_TASK STATEMENT_: Output the entries below as a two-column CSV with the columns text and answer. Give one row per entry, put each field in double quotes with line breaks replaced by spaces, and leave out the pictures.
━━ PROVIDED INFORMATION ━━
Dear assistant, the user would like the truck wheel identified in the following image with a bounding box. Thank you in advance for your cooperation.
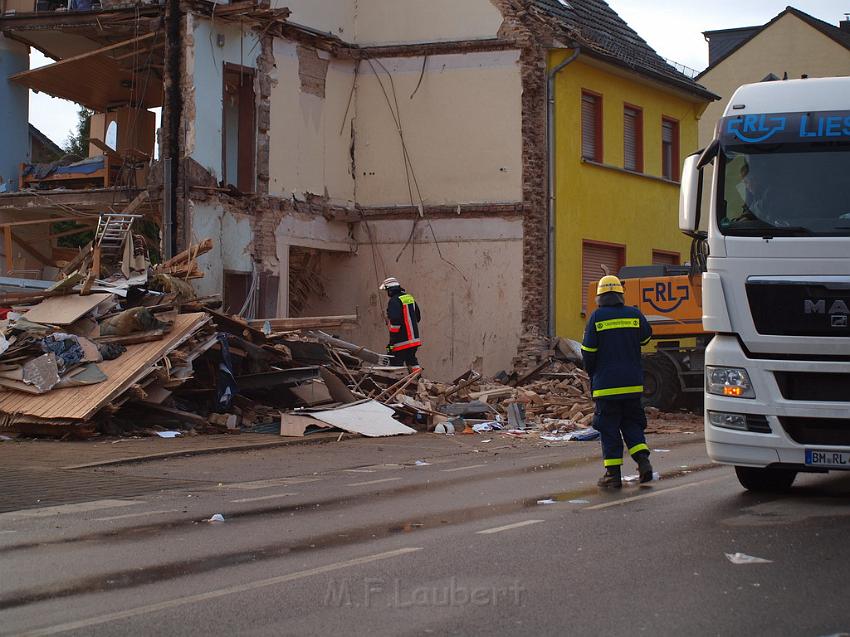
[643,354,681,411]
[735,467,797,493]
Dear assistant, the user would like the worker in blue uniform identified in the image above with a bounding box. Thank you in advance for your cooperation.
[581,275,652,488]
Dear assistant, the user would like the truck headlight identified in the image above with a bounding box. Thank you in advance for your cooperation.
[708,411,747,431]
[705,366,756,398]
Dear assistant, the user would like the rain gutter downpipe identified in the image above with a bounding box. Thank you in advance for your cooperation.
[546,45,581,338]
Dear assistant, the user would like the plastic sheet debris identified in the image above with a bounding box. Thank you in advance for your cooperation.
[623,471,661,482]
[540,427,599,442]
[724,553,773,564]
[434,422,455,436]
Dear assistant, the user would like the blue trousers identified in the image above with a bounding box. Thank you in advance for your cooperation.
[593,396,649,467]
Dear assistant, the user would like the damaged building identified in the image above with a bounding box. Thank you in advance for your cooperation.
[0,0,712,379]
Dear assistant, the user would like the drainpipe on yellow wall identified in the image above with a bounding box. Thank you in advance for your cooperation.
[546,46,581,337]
━━━
_THE RESULT_:
text,answer
"Dear assistant, the user would like the truck wheel identified in the following image with a bounding box. Thank you in advance for your cooperation.","[643,354,681,411] [735,467,797,493]"
"Dear assistant, the user would like the worker in blue uniform identified in the image above with a bounding box. Thank you in advance for your cooperation.","[581,275,652,488]"
"Dear assistant, the user would like the truck headlight identified in the image above with a bounding box. Thank you in advance for your cooperation.","[708,411,747,431] [705,366,756,398]"
"Dear assistant, the user would like the rain gutter downpipe identified in the image above with a bounding box. Thank you in advance for your cooperation.","[546,45,581,338]"
"Dear assistant, the user would like the plastic sheet debris identified in the image above with a bounding box. Thank you in advance for your cooperation.","[623,471,661,482] [540,427,599,442] [724,553,773,564] [434,422,455,436]"
"Dear assistant, the user would like the blue trousers identified in the image above with a bounding box. Thank you in advance for your cooperation.","[593,396,649,467]"
"Dear assistant, the user would like the damaged building identified in the image above with a bounding box. Thank you in advance for your cooperation.","[0,0,712,379]"
"Dear assistant, the user would like the drainpipe on yellow wall identified in the image above with a bounding box. Thank you in advance for your cooperation.","[546,46,581,337]"